━━━━━ Provided records

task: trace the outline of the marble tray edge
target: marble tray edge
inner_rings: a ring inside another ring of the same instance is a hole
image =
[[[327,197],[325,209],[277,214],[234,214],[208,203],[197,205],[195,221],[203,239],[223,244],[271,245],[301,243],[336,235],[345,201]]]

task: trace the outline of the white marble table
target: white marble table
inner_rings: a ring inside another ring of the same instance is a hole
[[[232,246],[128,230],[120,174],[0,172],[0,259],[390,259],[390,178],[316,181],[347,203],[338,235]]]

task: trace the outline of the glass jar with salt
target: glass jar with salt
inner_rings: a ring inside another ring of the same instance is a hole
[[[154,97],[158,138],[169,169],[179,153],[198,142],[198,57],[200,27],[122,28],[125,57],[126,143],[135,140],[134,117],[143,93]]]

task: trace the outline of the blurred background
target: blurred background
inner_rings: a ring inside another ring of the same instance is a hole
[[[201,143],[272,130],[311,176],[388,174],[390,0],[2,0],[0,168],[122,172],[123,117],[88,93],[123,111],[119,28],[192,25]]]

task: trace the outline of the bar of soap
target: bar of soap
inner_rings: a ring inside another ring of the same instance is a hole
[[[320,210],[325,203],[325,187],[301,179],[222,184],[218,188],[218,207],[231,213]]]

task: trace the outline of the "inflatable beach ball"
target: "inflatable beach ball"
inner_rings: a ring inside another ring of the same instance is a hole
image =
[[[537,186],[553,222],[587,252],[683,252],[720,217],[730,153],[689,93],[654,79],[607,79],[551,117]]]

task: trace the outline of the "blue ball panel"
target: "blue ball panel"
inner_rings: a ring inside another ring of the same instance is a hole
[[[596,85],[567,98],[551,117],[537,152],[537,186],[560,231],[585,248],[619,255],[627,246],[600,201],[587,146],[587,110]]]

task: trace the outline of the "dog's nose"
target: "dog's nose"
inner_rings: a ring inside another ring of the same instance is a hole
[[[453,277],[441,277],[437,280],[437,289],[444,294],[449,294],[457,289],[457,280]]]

━━━━━━━━━━

> _What you need to do_: Using the material, show each line where the string "glass" can be found.

> _Reply_:
task: trace the outline of the glass jar with salt
target: glass jar with salt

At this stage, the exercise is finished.